#### COMPLETE THE FOLLOWING
**1.** Transcribe the stretch of the passage on voter opinion and the Ryan budget from "As for Medicaid, which" through "unpopular with voters.".
**2.** In the passage on voter opinion and the Ryan budget, which age group does Doherty single out as most opposed to program changes that would put more costs on beneficiaries?
**3.** Write the next part of the passage on voter opinion and the Ryan budget, picking up after its final sentence.

#### DOCUMENT SEGMENT

As of last summer, twice as many respondents chose to keep their current entitlement benefit levels as chose to cut them to chip away at the deficit. There was a similar gap when they were asked whether people on Medicare already bear enough of their health costs—respondents answered with a resounding “Yes.”
These results brought with them a significant age divide. “What’s striking is the degree to which older Americans, 65-plus, are tuned into this debate, and then the degree to which they oppose changes in the program that would entail more costs on the beneficiaries,” said Doherty.
As for Medicaid, which one might think would garner less sympathy because it is often associated with poor and minority recipients (even though the elderly and the disabled often rely on it as well), respondents still overwhelmingly preferred keeping benefits where they are to letting states cut back.
When it comes to taxes and the deficit, voters consistently prefer a mix of tax increases and budget cuts to either one or the other, and a strong plurality think the rich should pay higher taxes.
In short, there’s a good case to be made that every major element of the Ryan budget is unpopular with voters.
If they knew what was in it, that is.

#### THE DATA

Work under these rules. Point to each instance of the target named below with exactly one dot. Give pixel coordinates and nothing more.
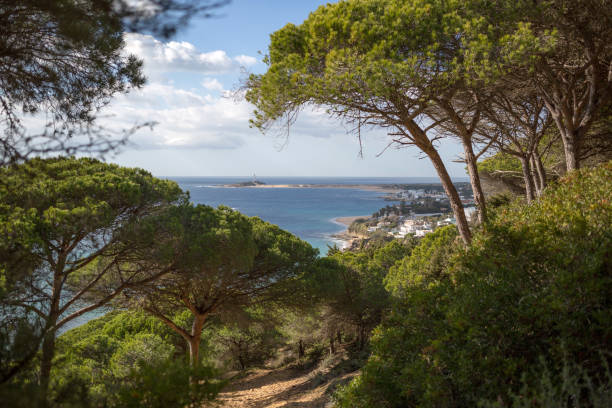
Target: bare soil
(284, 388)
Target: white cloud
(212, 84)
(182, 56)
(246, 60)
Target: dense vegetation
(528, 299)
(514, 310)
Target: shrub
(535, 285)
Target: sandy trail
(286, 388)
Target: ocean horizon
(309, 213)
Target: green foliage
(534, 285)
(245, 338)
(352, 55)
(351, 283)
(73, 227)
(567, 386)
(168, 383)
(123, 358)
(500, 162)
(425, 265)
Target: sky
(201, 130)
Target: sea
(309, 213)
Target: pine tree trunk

---

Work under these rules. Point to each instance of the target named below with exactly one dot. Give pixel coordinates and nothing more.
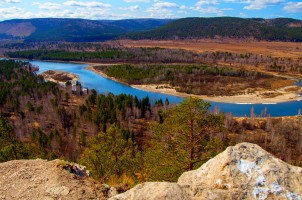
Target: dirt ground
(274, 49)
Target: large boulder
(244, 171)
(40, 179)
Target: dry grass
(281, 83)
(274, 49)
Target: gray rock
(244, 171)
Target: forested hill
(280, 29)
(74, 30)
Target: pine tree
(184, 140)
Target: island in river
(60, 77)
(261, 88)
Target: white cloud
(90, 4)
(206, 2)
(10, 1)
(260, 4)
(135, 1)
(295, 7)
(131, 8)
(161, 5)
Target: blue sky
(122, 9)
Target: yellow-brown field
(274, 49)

#### RESPONSES TO THE TASKS
**1.**
As for Medicaid, which one might think would garner less sympathy because it is often associated with poor and minority recipients (even though the elderly and the disabled often rely on it as well), respondents still overwhelmingly preferred keeping benefits where they are to letting states cut back.
When it comes to taxes and the deficit, voters consistently prefer a mix of tax increases and budget cuts to either one or the other, and a strong plurality think the rich should pay higher taxes.
In short, there’s a good case to be made that every major element of the Ryan budget is unpopular with voters.

**2.** Older Americans aged 65 and over.

**3.**
“I’m fairly skeptical of the idea that voters become highly informed” of what’s in the plan, said Paul Pierson, a political science professor at the University of California, Berkeley, and coauthor of Winner-Take-All Politics: How Washington Made the Rich Richer—and Turned Its Back on the Middle Class. “There’s just so much noise.”
Larry Bartels, a professor of political science at Vanderbilt University, agreed. “If they studied the proposal for half an hour between now and November, most of them would oppose it,” he wrote in an email. “Government spending is unpopular in the abstract, but mostly popular when it comes to concrete programs. But it is a mistake to assume that they are going to do that—or that their thinking about fiscal issues will follow any neat, logical pattern recognizable to policy wonks.”
Still, Democrats and their allies are already racing to fill this information gap by disseminating the details of the Ryan plan. So Romney faces a difficult balancing act. On the one hand, he wants to benefit both from the gravitas with which many on the right and in the press view Ryan, who is commonly portrayed as a wonky, numbers-obsessed budget geek, and from the signal the pick sends to affluent political players who are enamored of Ryan’s brand of wealth-friendly redistribution. On the other hand, he has to sidestep the nitty-gritty of Ryan’s budget proposal, since voters are likely to recoil when (or if) they are faced with the plan’s specifics.
This helps explain why the campaign’s strategy is to emphasize that Romney will be generating a plan of his own rather than simply adopting Ryan’s.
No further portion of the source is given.